## start Data supplied
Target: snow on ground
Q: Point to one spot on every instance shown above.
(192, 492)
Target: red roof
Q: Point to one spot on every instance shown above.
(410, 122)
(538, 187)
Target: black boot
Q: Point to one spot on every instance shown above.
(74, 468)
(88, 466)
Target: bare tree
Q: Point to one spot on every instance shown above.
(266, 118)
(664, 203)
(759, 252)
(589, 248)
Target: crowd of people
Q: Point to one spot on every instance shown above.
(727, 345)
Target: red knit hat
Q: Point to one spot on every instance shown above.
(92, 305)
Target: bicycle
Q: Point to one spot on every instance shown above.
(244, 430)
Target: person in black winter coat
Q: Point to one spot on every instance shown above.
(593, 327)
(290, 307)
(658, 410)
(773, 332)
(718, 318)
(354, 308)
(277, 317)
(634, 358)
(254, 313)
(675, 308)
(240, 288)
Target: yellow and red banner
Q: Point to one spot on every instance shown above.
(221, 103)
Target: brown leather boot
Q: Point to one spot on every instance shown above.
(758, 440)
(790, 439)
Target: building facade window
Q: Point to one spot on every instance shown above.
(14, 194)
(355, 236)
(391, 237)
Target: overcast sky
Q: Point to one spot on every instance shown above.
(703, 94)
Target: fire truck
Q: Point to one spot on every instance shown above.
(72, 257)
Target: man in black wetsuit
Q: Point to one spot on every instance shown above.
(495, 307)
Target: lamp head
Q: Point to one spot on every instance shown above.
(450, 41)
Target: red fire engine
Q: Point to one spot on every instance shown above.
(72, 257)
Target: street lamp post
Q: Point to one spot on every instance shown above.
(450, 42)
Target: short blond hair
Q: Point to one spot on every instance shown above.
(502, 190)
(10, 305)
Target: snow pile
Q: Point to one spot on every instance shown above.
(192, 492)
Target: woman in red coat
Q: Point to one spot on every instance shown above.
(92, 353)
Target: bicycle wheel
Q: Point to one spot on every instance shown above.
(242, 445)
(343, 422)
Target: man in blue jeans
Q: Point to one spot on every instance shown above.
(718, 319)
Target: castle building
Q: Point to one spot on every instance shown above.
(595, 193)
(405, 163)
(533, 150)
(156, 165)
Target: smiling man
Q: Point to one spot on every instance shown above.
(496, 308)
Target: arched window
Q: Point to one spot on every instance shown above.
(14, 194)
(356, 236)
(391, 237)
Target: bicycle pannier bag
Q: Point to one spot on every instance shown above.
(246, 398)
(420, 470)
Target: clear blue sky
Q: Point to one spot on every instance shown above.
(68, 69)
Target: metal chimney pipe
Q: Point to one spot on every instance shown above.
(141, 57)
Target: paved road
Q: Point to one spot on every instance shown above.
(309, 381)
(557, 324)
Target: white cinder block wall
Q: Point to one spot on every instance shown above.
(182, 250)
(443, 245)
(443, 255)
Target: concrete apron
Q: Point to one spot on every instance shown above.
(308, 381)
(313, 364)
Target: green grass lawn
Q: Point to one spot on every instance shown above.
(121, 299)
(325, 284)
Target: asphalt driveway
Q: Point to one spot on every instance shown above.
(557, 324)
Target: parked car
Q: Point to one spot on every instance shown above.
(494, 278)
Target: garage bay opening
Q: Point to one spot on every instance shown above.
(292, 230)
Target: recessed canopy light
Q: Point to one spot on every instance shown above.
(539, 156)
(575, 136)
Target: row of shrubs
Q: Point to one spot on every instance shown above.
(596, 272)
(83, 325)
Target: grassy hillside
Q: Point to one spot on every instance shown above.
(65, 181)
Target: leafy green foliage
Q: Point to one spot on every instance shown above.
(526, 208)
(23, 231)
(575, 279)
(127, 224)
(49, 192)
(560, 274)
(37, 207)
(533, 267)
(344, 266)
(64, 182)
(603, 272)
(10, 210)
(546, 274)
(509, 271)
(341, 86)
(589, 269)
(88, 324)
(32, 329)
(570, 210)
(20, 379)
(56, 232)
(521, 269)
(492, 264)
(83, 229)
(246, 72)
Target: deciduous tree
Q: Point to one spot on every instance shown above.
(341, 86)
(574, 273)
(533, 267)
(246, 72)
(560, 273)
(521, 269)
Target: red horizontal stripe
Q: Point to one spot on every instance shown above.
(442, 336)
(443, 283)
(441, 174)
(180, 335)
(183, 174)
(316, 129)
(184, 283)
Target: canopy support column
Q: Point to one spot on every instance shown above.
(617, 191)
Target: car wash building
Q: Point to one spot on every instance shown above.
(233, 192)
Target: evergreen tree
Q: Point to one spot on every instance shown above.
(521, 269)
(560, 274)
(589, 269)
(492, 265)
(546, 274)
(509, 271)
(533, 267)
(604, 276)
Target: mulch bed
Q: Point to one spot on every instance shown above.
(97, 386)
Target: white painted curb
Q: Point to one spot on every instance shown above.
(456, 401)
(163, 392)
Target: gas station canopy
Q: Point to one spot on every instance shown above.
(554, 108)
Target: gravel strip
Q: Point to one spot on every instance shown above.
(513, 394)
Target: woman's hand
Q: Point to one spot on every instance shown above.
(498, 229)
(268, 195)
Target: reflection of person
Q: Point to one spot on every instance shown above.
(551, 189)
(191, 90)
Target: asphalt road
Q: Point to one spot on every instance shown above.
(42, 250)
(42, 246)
## end Data supplied
▸ Set problem: Retype everything from the line containing "Target: asphalt road" down to the end of the lines above, with both ends included.

▸ The solution:
Target: asphalt road
Q: Point to one spot on every instance shown above.
(42, 250)
(42, 246)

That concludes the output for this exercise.